### WORK REQUIRED
Starting at the line that holds "image shown above.", transcribe every line to the end of the data exactly; include no other lines.

(Saved data entries)
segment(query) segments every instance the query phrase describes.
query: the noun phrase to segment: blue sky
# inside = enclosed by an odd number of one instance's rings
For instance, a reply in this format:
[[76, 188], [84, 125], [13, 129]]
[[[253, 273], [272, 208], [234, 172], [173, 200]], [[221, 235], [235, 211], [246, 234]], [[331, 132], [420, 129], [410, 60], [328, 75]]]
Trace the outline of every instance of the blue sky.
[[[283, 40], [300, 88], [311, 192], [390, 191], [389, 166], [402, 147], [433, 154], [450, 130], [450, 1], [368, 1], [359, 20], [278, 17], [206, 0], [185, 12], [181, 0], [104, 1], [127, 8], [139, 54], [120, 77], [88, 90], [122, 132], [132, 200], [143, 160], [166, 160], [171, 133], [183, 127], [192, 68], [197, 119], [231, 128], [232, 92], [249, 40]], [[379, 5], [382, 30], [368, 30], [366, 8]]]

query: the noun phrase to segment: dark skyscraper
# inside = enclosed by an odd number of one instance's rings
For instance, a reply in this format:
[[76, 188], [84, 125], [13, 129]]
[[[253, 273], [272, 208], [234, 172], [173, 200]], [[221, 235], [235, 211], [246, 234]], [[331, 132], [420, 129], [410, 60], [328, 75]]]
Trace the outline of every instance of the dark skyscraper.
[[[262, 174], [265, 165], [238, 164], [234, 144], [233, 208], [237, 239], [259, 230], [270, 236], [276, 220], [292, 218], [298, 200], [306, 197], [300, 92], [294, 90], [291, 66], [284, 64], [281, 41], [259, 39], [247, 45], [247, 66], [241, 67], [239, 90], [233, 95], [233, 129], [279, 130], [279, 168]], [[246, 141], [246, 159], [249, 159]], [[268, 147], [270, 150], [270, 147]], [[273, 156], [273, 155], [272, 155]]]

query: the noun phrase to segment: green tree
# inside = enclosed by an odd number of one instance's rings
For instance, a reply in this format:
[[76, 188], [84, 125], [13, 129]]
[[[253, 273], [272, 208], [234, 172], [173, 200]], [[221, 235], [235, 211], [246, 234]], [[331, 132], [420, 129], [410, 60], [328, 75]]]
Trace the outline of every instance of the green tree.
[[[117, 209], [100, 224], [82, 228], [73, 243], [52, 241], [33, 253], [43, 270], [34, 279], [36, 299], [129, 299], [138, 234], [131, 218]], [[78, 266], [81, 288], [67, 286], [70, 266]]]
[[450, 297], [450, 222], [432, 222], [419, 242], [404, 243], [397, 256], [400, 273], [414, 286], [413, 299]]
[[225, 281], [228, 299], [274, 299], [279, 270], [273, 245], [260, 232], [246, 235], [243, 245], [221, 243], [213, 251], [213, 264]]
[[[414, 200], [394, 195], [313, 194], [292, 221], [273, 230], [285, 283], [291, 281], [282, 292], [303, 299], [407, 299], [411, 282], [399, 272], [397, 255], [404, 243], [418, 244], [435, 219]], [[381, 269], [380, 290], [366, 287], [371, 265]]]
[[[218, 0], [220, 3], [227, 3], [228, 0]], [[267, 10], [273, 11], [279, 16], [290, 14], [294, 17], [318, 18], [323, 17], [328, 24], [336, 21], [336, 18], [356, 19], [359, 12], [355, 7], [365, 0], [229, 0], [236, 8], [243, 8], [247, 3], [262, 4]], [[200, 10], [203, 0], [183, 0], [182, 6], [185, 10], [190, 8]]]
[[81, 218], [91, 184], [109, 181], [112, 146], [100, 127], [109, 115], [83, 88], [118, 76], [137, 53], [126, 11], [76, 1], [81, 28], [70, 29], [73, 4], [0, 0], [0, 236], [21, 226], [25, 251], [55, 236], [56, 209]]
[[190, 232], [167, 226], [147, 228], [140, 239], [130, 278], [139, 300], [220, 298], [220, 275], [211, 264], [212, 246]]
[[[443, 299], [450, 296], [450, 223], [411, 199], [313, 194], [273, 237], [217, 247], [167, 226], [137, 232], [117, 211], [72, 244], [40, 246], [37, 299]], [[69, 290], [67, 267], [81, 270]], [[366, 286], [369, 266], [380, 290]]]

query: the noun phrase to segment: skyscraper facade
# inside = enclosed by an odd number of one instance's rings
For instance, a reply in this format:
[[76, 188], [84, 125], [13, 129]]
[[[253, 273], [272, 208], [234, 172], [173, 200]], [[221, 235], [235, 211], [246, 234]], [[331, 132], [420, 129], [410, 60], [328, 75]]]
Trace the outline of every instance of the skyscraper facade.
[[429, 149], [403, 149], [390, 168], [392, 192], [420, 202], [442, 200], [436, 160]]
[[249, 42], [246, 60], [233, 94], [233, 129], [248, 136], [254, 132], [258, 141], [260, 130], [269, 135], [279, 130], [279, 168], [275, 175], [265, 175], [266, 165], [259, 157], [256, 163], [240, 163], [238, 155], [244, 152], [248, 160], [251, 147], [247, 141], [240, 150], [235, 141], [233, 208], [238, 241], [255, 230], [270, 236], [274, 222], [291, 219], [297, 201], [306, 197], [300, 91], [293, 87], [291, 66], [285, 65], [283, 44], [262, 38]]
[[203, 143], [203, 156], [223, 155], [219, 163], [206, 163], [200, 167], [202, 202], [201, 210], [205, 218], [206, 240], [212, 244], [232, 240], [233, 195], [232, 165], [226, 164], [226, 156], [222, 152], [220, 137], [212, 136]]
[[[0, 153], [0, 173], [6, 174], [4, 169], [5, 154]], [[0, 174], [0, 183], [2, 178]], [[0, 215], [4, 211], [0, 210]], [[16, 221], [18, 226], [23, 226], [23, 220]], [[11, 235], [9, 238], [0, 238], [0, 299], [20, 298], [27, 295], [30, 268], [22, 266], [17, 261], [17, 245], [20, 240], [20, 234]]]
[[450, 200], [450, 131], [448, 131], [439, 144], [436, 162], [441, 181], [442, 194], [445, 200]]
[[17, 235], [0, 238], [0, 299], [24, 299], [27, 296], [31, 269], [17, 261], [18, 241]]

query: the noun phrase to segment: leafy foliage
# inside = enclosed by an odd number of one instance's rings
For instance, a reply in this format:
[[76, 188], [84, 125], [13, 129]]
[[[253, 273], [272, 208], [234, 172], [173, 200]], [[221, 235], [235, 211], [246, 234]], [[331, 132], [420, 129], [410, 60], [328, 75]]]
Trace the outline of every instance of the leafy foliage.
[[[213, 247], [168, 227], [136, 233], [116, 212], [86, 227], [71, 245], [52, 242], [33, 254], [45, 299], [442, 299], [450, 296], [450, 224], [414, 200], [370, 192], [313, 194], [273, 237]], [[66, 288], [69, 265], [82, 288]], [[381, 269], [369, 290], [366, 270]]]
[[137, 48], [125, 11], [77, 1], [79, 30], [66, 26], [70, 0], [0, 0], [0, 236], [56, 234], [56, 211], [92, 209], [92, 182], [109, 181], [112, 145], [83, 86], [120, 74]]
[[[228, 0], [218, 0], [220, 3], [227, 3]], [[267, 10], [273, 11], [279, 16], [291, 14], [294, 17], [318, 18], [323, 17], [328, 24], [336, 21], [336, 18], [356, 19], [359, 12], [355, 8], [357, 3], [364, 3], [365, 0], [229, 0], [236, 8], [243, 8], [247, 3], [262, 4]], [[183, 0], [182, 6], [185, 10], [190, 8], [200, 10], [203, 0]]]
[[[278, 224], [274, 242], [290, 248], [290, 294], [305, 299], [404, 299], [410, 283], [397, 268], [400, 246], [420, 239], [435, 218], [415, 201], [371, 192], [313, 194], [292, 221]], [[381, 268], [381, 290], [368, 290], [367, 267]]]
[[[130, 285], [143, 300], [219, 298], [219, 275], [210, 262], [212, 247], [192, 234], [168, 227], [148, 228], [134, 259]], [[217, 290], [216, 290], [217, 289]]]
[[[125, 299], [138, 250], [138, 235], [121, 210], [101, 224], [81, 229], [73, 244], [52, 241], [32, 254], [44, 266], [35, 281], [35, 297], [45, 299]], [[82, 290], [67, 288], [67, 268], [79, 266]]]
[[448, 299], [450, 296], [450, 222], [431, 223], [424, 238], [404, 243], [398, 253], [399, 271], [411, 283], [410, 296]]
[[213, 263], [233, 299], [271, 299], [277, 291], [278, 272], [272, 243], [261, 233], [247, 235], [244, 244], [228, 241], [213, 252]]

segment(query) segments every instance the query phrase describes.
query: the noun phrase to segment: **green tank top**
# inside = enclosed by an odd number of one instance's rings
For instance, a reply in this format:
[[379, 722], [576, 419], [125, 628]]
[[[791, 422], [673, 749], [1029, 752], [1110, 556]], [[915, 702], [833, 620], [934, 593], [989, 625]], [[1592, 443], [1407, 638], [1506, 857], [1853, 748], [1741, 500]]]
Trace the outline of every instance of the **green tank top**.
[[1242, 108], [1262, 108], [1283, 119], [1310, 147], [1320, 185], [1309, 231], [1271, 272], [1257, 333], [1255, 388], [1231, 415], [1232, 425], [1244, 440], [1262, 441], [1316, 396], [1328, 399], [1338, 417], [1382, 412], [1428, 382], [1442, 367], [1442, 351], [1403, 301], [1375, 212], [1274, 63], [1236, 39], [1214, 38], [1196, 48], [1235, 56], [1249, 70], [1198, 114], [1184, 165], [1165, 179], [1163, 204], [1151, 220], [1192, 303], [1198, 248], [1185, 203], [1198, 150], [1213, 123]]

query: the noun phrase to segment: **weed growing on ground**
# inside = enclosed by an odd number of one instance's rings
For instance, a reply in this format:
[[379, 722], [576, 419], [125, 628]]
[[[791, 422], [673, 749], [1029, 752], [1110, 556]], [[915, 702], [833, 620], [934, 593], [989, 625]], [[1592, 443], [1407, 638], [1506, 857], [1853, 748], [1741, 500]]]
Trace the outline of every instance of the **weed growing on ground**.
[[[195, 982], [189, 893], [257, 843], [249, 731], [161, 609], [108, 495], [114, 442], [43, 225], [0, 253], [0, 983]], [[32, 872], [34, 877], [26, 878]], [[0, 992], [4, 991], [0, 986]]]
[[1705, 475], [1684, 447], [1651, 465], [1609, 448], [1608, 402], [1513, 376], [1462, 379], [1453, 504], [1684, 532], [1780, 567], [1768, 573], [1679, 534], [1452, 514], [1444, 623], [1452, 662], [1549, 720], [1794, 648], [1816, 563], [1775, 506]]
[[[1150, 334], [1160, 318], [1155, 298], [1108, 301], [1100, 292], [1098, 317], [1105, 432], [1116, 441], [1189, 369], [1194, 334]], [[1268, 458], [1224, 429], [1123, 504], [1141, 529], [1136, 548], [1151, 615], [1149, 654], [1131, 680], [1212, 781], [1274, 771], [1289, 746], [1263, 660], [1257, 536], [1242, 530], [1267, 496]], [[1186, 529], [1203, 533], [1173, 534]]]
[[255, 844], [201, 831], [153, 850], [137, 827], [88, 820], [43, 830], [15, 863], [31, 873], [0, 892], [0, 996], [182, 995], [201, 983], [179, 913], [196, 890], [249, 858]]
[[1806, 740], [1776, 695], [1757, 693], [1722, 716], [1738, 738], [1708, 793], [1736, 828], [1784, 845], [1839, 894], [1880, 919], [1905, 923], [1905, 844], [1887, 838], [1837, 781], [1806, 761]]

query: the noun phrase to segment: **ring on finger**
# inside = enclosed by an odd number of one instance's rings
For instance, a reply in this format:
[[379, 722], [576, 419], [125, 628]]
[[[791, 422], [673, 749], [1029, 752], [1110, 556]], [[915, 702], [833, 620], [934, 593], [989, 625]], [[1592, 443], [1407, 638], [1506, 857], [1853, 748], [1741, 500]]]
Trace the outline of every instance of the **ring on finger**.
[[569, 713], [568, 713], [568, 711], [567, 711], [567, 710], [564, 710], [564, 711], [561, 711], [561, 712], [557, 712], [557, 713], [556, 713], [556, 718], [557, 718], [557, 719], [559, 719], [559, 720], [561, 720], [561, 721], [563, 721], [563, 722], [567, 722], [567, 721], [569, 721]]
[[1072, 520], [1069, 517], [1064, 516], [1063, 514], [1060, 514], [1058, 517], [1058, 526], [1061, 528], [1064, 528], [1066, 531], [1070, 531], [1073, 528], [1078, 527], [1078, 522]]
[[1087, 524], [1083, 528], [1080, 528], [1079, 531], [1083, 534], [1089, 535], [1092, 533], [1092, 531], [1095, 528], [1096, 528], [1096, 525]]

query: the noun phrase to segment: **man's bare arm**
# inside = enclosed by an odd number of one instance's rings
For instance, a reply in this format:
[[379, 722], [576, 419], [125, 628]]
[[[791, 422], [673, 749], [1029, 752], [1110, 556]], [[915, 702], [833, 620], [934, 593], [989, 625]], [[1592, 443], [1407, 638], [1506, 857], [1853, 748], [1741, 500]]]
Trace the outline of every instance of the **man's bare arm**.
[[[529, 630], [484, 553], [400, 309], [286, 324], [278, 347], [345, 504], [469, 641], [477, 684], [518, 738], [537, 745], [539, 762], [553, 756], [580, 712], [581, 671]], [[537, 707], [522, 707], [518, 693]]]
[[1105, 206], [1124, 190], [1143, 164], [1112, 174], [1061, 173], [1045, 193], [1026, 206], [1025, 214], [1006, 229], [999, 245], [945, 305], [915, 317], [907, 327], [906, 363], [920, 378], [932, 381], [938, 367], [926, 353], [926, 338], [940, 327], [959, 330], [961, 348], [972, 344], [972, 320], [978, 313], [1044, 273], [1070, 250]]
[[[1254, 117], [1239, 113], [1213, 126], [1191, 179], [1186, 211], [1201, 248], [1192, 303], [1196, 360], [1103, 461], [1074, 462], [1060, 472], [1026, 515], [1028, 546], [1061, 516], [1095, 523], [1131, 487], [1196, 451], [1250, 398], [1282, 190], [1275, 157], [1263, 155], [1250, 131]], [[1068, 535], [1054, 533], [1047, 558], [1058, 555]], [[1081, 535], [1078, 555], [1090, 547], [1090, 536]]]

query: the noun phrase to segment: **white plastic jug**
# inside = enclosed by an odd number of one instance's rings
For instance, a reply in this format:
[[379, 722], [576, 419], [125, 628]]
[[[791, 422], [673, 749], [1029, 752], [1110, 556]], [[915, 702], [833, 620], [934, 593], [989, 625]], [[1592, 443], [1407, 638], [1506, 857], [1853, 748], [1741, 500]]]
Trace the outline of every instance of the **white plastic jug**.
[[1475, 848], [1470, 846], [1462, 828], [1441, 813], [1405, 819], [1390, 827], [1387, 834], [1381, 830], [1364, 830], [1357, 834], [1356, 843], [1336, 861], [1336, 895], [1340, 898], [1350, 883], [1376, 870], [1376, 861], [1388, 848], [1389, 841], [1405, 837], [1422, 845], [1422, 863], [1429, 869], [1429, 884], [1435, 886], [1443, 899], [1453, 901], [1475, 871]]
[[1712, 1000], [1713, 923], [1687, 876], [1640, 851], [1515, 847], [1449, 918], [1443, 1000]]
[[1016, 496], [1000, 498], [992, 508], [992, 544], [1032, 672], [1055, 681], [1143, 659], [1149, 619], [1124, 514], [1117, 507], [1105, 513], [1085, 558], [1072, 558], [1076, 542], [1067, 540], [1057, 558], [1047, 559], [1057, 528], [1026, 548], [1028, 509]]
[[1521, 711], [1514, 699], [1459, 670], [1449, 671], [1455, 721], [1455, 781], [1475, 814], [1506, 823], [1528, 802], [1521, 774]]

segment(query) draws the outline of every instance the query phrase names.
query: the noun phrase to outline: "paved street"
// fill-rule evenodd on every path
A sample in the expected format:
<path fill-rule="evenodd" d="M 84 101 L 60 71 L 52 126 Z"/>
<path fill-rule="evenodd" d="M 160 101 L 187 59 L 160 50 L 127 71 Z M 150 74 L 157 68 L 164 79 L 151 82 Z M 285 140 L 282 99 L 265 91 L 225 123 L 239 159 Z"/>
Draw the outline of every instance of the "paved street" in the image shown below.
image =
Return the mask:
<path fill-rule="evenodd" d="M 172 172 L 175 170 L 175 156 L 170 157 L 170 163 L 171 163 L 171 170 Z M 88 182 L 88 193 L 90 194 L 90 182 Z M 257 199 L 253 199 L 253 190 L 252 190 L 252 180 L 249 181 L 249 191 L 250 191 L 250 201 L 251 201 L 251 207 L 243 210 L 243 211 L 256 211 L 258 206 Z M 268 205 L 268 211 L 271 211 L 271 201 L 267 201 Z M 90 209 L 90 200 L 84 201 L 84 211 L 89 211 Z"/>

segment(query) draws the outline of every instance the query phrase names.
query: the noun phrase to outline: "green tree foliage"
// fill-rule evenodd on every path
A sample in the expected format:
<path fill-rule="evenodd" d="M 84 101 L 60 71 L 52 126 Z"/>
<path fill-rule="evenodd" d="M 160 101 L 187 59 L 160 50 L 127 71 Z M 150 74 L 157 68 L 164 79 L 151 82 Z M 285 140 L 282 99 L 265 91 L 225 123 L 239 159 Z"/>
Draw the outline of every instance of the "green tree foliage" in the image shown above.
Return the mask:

### OUTPUT OF THE EXERCISE
Draw the outline of every instance of the "green tree foliage" in the image shown above.
Return the mask:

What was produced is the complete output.